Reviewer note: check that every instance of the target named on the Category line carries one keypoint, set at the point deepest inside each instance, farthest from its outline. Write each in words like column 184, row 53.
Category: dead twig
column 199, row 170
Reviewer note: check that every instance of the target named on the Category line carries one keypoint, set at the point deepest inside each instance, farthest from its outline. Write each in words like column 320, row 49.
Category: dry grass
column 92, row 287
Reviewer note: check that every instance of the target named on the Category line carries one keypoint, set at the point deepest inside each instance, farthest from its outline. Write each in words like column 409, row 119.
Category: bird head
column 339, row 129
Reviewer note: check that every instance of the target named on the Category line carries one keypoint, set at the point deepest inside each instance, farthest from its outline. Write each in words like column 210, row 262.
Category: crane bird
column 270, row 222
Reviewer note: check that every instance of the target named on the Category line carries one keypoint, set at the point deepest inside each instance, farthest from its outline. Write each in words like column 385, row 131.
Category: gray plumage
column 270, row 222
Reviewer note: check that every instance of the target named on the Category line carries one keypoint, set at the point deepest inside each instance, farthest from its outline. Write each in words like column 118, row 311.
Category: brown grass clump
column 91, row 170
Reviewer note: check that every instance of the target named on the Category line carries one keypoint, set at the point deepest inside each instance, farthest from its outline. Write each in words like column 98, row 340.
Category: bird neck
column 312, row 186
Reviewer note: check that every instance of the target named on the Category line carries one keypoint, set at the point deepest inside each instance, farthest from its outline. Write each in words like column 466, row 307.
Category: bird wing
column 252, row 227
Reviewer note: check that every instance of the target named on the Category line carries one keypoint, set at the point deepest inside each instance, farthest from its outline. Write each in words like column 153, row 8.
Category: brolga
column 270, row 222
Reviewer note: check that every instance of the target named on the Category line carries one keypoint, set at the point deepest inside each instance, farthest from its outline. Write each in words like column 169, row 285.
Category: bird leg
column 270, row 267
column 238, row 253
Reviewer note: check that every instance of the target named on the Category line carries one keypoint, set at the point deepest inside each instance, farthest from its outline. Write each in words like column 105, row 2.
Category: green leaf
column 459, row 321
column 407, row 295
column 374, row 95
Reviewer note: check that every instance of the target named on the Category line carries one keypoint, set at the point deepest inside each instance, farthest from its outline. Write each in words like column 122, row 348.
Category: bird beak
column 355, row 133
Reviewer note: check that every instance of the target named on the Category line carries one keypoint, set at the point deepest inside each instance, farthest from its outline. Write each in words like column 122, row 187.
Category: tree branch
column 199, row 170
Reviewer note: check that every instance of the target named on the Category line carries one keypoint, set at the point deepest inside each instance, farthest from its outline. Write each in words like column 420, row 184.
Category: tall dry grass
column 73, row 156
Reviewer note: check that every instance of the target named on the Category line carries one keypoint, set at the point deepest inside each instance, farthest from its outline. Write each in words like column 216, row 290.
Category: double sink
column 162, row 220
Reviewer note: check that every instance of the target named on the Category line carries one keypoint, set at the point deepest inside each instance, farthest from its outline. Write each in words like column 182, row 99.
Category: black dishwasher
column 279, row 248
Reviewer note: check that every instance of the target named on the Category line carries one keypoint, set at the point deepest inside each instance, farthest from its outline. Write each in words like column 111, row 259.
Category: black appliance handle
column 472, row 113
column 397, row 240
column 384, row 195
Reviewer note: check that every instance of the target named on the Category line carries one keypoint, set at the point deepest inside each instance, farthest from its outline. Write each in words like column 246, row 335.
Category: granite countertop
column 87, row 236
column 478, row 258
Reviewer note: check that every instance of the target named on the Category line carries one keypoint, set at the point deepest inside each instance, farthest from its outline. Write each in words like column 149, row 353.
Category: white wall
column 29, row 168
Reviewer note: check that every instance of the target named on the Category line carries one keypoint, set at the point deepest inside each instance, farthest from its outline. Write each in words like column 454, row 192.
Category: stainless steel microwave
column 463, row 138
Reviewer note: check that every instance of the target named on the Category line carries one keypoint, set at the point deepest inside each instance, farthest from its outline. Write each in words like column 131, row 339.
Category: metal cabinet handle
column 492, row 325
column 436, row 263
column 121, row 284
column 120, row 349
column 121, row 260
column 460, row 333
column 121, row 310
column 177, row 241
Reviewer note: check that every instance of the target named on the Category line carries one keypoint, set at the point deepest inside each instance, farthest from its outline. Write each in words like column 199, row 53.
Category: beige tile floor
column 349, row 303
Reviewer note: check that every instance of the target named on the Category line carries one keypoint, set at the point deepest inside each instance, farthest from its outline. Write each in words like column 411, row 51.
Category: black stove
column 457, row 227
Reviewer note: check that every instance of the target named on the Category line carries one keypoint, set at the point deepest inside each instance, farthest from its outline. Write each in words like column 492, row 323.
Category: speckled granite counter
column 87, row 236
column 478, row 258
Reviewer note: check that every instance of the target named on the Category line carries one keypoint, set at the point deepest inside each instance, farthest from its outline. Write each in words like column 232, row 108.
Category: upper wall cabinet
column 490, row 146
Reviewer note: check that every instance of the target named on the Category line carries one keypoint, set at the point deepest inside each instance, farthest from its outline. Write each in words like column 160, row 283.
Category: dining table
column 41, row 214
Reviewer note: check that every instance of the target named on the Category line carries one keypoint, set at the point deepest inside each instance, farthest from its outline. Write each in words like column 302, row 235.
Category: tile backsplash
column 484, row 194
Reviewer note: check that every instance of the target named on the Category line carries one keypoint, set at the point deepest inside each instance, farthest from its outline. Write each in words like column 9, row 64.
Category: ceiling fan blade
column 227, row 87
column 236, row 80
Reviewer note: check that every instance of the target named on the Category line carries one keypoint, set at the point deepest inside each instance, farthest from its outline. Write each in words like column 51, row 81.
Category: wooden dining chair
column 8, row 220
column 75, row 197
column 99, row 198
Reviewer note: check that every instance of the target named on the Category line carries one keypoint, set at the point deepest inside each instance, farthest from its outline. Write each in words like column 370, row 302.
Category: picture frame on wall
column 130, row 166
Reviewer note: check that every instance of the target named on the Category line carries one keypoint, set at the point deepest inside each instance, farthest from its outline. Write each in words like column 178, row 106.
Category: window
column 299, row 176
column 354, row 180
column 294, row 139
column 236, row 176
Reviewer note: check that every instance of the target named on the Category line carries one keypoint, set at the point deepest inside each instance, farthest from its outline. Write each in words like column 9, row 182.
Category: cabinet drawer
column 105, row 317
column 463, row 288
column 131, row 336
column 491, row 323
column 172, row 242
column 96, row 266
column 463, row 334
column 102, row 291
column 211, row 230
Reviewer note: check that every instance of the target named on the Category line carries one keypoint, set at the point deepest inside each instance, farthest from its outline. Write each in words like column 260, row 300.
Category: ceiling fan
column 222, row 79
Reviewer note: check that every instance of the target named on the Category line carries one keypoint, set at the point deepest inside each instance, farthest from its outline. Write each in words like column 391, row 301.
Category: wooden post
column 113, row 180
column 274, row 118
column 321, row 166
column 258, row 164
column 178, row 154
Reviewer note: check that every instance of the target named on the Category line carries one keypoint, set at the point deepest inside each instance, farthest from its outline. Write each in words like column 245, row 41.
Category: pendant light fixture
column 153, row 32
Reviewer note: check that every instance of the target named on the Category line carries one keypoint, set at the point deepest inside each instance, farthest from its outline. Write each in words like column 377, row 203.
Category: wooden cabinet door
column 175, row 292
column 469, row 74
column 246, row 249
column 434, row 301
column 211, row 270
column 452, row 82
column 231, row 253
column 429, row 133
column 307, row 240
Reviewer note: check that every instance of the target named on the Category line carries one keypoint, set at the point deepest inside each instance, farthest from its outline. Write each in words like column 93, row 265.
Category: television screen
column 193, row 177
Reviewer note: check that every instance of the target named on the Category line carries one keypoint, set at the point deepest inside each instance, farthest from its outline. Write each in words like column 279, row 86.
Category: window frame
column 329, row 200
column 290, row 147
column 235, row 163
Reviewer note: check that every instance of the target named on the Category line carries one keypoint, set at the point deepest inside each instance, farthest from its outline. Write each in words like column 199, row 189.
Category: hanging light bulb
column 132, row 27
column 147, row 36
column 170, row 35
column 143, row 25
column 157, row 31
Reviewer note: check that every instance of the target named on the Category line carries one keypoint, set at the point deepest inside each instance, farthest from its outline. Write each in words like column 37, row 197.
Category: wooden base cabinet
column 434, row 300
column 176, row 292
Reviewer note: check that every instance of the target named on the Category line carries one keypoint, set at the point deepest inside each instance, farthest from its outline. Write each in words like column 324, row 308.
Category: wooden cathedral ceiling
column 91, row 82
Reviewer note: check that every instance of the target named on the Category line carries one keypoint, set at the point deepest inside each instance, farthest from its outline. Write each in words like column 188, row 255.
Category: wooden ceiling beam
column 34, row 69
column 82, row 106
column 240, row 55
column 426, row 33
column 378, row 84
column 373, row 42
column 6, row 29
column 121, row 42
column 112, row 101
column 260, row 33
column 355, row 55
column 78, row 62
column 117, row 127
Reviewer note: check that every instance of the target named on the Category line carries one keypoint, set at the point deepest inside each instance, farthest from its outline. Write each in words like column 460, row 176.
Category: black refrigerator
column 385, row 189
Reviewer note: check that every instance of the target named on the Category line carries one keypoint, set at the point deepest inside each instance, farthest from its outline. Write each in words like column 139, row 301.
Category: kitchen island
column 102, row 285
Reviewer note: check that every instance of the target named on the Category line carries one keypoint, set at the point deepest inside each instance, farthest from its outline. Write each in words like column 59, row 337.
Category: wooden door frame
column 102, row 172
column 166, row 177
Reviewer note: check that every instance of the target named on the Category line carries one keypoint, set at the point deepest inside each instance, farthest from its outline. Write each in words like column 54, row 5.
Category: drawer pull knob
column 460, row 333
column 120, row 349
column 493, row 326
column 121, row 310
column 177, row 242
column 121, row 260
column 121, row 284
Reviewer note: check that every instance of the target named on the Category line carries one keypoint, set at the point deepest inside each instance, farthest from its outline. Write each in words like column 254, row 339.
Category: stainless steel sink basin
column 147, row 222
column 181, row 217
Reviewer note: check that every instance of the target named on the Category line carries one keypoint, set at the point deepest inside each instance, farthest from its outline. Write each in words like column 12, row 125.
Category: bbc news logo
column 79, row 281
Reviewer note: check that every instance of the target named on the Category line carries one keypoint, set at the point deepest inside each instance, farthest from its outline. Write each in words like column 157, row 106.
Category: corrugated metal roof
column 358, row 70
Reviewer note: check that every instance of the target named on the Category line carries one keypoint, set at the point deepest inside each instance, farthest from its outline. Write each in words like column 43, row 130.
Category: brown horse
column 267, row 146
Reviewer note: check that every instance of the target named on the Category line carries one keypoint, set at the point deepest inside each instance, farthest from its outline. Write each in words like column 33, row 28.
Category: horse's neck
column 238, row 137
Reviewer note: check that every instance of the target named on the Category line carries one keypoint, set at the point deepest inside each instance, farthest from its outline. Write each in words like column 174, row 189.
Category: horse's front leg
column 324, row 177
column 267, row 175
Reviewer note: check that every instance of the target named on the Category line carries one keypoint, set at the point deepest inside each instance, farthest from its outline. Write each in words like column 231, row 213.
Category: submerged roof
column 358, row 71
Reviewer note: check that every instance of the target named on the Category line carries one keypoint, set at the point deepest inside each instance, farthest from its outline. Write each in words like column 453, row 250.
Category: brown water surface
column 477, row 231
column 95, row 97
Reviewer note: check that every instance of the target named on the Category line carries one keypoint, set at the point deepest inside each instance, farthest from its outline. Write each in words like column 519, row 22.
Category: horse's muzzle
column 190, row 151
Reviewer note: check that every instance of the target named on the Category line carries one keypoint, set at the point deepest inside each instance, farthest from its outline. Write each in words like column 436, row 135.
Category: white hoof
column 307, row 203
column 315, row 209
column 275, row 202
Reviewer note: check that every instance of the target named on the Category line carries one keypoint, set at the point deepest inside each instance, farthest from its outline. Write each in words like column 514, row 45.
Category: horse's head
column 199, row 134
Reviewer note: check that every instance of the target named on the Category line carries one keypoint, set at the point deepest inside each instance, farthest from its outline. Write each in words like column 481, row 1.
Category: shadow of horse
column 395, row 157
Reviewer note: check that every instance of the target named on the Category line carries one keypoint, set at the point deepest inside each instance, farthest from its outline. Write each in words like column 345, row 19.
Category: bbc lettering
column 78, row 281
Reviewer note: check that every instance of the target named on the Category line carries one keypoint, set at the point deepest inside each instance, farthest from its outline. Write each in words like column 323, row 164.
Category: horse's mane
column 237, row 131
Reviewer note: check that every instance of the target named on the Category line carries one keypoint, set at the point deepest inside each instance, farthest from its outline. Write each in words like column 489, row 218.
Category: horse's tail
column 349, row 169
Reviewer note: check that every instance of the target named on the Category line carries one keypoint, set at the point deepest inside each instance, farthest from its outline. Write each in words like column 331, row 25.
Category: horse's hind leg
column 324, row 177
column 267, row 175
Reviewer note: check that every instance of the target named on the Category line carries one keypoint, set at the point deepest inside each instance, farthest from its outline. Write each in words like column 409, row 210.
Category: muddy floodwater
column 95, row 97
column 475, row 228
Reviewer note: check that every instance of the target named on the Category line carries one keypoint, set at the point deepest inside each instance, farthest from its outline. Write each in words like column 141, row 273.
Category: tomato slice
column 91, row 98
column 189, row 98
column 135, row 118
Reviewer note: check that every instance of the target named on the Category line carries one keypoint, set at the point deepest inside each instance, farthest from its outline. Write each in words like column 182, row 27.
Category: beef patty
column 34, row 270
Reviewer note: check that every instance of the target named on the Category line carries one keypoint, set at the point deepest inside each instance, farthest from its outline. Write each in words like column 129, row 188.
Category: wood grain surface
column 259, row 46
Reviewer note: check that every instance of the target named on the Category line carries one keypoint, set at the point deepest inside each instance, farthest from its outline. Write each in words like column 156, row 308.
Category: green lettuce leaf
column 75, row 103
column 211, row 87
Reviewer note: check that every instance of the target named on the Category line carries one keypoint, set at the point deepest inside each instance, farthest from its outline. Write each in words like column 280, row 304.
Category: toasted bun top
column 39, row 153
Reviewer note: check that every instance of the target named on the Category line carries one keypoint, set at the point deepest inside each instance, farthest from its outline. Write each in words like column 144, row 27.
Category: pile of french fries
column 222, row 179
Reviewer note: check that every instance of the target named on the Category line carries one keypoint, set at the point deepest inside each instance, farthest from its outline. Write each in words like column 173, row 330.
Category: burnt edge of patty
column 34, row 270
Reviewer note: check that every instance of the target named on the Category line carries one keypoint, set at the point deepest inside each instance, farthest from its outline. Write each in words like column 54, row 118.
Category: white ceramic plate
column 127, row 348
---+---
■ WORK REQUIRED ■
Within the listing above, locate the line containing "302, row 235." and the line containing "178, row 106.". Reproduce those two lines and all lines between them exactly, with nothing added.

■ ANSWER FOR THIS EXERCISE ■
Reviewer note: check that every instance of the target named on the Category line carries one keypoint, set at the point deepest inside each instance, farthest from its outline. Write each in words like column 302, row 235.
Category: tile backsplash
column 484, row 194
Reviewer note: check that every instance of the target named on the Category line carries one keypoint, set at the point deepest inside each instance, farthest from its outline. Write each in words like column 9, row 64.
Category: ceiling fan blade
column 227, row 87
column 236, row 80
Reviewer note: check that every instance of the target named on the Category line carries one keypoint, set at the point deepest inside each instance, farthest from its outline. Write each in words like column 51, row 81.
Category: wooden dining chair
column 8, row 220
column 75, row 197
column 99, row 198
Reviewer note: check that every instance of the target named on the Category line carries one keypoint, set at the point deepest inside each instance, farthest from its outline. Write each in words like column 370, row 302.
Category: picture frame on wall
column 130, row 166
Reviewer note: check that every instance of the target named on the Category line carries one keypoint, set at the point deepest inside each instance, farthest from its outline. Write each in words like column 178, row 106.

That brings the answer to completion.